_Exercise:_ Rescale the rows starting with the line that contains "the mahogany veneer." and running through the end of the rows, and give only those lines again, requests included. Multiply every coordinate in the answers by 1.85 and round to whole numbers, with halves rounded up, while leaving the requests and their format samples unchanged.

_Dataset records:_
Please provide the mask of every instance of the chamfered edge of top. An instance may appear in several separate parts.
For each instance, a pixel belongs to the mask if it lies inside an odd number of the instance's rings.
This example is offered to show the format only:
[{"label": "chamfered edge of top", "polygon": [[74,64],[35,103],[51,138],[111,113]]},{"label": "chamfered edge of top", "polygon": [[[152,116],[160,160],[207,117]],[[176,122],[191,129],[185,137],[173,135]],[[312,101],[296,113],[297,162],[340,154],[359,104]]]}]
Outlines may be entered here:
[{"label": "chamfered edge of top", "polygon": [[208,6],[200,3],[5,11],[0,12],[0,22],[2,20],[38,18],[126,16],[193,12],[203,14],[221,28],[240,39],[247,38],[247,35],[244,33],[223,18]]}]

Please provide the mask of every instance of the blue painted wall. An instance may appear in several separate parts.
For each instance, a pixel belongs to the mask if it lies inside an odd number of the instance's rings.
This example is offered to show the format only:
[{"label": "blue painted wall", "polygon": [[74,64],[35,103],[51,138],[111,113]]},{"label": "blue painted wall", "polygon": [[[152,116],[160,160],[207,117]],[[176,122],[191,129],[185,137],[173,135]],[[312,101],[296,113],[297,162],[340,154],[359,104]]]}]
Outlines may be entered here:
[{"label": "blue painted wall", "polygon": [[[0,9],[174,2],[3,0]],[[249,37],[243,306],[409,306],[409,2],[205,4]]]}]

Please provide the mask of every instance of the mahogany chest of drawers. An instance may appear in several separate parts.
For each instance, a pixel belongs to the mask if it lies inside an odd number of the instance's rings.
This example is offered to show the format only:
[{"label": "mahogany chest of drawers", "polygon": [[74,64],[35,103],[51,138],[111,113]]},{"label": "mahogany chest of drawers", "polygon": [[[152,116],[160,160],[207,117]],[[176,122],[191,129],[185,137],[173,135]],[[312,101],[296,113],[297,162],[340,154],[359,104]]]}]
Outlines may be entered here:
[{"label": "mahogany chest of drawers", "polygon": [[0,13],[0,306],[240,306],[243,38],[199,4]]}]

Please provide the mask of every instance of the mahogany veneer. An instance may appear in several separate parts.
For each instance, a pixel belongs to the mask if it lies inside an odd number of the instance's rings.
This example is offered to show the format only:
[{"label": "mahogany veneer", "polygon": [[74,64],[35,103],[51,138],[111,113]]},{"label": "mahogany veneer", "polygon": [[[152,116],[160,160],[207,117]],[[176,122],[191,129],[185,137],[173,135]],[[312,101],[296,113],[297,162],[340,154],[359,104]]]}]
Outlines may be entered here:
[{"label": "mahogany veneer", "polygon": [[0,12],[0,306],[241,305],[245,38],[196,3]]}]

_Output of the exercise:_
Please provide the mask of every instance of the mahogany veneer. An instance may appear in several separate parts.
For each instance, a pixel belongs to the mask if it lies inside an odd number of the instance's rings.
This example is offered to show the format only:
[{"label": "mahogany veneer", "polygon": [[74,64],[35,103],[51,138],[111,113]]},{"label": "mahogany veneer", "polygon": [[[152,116],[160,160],[207,117]],[[176,122],[191,129],[185,137],[173,135]],[[312,101],[296,113],[297,162],[340,154],[359,104]]]}]
Outlines may be entered here:
[{"label": "mahogany veneer", "polygon": [[0,22],[0,566],[446,564],[453,70],[363,6]]}]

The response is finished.